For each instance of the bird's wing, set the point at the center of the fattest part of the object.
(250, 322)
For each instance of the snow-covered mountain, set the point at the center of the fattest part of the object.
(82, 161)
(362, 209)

### Given instruction
Rewrite all the rows above, replacing "fattest" with "widest" and changing nothing else.

### Output of the exercise
For each instance of the bird's wing, set the point at the center of the widest part of the object.
(250, 322)
For each instance of the snow-covered mountain, set the point at the center of the widest part of the object.
(82, 161)
(362, 209)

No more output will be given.